Catalfo: "MyInps regge", ma utenti denunciano stessi problemi di ieri. Procura Roma pronta a inchiesta

La procura della Repubblica di Roma aprirà un'inchiesta sul crollo del sito Inps. I pm sono in attesa della formale denuncia e di un'informativa sul crash di ieri, avvenuto nel primo giorno di presentazione delle domande per ottenere il bonus da 600 euro, legato all’emergenza Covid-19, per autonomi, liberi professionisti, collaboratori coordinati e continuativi.

Il sito nei giorni scorsi e ieri è stato oggetto anche di attacchi hacker secondo quanto denunciato dal presidente dell’Istituto nazionale di previdenza Pasquale Tridico. Molti richiedenti sui social hanno poi raccontato che all’atto di presentazione della domanda, sulla schermata del proprio computer comparivano i dati di accesso di chi li aveva preceduti nel richiedere il contributo.

DATI DI ORIGINE:
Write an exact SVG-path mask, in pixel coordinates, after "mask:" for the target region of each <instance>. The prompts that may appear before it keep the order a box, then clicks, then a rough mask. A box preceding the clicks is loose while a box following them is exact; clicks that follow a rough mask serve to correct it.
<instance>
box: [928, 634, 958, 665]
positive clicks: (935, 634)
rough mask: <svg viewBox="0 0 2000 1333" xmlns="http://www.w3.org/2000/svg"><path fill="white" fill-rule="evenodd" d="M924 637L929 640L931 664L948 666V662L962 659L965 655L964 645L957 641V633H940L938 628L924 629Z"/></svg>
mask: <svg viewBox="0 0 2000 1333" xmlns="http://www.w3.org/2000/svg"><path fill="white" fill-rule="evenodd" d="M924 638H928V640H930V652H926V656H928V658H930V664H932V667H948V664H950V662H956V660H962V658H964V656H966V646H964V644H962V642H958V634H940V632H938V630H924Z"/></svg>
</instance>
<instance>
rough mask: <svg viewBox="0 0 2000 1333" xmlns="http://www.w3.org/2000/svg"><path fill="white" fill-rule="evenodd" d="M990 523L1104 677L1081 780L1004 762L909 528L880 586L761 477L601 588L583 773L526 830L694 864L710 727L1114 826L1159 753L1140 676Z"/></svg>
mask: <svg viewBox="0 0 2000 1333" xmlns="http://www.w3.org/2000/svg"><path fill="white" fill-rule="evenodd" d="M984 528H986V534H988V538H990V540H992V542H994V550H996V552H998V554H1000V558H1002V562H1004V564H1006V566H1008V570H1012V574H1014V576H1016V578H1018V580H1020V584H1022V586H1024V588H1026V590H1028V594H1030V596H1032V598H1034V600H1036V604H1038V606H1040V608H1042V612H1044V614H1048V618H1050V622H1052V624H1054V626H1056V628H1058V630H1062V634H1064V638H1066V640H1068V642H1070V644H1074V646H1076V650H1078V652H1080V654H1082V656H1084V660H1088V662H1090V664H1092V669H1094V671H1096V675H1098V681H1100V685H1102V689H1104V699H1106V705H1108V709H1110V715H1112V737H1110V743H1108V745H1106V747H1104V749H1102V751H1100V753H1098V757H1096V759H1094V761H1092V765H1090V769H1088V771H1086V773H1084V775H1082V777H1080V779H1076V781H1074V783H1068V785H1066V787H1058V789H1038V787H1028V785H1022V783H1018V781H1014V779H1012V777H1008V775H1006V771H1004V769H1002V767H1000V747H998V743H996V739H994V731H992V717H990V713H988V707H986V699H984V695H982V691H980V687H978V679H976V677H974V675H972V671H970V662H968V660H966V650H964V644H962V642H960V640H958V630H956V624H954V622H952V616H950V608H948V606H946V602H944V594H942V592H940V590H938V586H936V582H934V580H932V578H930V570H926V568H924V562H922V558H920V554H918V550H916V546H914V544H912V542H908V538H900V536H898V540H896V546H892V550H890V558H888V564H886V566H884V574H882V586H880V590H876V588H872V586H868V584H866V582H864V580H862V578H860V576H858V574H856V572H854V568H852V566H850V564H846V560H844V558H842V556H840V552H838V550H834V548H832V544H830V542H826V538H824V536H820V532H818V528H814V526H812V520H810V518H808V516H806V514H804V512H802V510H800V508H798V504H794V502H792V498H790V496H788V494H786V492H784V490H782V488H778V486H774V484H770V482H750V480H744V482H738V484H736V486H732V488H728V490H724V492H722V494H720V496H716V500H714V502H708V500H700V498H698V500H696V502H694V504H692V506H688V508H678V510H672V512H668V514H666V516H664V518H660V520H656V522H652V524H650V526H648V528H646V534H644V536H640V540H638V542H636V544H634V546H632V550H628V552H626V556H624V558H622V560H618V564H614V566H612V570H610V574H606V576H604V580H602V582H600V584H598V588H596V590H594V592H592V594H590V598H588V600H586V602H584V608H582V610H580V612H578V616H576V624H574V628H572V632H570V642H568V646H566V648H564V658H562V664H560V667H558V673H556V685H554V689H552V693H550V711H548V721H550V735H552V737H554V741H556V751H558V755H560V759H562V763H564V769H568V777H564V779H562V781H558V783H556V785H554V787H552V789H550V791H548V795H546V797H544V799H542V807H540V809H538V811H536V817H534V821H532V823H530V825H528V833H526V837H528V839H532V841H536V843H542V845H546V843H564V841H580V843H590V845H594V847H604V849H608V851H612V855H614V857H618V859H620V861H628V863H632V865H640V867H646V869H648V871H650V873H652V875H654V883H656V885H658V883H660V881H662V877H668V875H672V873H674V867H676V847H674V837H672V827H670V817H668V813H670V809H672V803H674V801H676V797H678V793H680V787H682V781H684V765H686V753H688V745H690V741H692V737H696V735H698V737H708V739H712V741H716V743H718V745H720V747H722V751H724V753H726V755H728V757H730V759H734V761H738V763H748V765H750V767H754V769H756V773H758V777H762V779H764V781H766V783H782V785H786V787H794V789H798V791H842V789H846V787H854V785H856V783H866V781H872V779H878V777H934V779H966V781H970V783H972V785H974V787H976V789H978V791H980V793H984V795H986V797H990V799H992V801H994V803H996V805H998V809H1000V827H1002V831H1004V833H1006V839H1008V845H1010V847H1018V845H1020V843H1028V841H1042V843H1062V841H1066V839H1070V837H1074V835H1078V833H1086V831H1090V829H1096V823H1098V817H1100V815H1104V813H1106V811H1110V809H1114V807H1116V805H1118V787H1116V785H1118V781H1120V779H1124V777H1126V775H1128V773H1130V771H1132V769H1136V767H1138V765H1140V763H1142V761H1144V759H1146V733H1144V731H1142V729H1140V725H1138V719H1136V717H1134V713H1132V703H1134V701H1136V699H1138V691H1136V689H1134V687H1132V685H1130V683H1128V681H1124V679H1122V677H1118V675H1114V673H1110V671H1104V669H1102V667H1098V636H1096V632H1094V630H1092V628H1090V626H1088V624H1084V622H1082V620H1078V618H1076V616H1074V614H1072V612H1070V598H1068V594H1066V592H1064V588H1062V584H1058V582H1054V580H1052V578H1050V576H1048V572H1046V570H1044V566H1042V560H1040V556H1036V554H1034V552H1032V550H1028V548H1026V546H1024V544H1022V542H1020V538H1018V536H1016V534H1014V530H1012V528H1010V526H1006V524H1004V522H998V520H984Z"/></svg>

ESERCIZI:
**1.** Indica se ciascuna affermazione concorda con il testo sul crollo del sito Inps: rispondi sì o no e cita le parole del testo che lo stabiliscono. (a) Il bonus da 600 euro è legato all'emergenza Covid-19. (b) La procura di Roma ha già ricevuto la denuncia formale. (c) Gli attacchi hacker sono stati denunciati dal presidente dell'Inps.
**2.** Elenca tutte le categorie di destinatari del bonus da 600 euro nominate nel testo sul crollo del sito Inps.
Per rispondere serve soltanto il testo.

SOLUZIONI:
**1.**
(a) Sì: "il bonus da 600 euro, legato all’emergenza Covid-19"
(b) No: "I pm sono in attesa della formale denuncia"
(c) Sì: "secondo quanto denunciato dal presidente dell’Istituto nazionale di previdenza Pasquale Tridico"

**2.**
- autonomi
- liberi professionisti
- collaboratori coordinati e continuativi